[What is required]: Extract each line of the data below that contains the string "rough". Case counts.

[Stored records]
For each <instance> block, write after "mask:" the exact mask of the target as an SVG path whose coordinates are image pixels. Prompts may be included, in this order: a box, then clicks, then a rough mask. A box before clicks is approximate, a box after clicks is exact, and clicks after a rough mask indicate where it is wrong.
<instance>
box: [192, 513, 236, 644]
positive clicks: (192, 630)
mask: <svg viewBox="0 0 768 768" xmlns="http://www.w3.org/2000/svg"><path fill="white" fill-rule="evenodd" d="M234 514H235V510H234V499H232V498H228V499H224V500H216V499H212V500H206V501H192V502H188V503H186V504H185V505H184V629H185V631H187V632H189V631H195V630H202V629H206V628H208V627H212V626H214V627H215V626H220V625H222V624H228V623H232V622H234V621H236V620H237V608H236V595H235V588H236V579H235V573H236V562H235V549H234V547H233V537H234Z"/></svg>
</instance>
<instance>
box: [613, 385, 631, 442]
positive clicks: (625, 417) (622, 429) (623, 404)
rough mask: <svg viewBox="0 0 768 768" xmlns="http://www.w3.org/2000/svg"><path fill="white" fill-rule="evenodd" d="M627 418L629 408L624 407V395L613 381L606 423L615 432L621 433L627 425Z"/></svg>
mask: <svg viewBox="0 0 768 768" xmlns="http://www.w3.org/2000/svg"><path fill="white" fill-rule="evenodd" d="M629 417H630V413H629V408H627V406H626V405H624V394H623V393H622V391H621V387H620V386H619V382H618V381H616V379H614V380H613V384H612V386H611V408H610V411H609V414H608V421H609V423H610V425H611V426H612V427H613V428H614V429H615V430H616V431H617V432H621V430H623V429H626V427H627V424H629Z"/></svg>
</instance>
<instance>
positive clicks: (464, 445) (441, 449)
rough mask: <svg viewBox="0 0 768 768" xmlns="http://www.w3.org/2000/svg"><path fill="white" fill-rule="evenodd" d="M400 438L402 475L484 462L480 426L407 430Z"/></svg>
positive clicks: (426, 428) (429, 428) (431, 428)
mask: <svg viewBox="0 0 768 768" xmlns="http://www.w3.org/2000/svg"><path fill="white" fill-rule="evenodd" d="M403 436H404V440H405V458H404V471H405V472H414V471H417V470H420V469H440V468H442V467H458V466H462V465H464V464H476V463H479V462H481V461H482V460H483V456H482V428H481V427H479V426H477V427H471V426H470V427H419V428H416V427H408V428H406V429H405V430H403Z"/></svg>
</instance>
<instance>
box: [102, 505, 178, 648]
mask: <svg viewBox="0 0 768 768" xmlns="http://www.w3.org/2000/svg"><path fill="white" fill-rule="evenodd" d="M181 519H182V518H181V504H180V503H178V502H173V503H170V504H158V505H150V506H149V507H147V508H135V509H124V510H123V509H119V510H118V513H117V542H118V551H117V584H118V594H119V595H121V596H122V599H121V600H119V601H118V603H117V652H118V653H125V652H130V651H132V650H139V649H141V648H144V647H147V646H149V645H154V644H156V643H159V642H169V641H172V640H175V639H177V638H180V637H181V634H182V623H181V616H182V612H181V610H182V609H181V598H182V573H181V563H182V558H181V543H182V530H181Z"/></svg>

[Written answer]:
For each <instance> block, write after "mask:" the exact mask of the target as an SVG path whose coordinates are image pixels. Prompts may be included, in this order: a box, then clicks, then a rough mask. A box before clicks is approximate, a box after clicks is exact, and clicks after a rough mask indicate where it is wrong.
rough mask: <svg viewBox="0 0 768 768" xmlns="http://www.w3.org/2000/svg"><path fill="white" fill-rule="evenodd" d="M627 418L629 408L624 407V395L613 381L606 423L615 432L621 433L627 425Z"/></svg>
rough mask: <svg viewBox="0 0 768 768" xmlns="http://www.w3.org/2000/svg"><path fill="white" fill-rule="evenodd" d="M400 438L402 475L484 462L480 426L407 430Z"/></svg>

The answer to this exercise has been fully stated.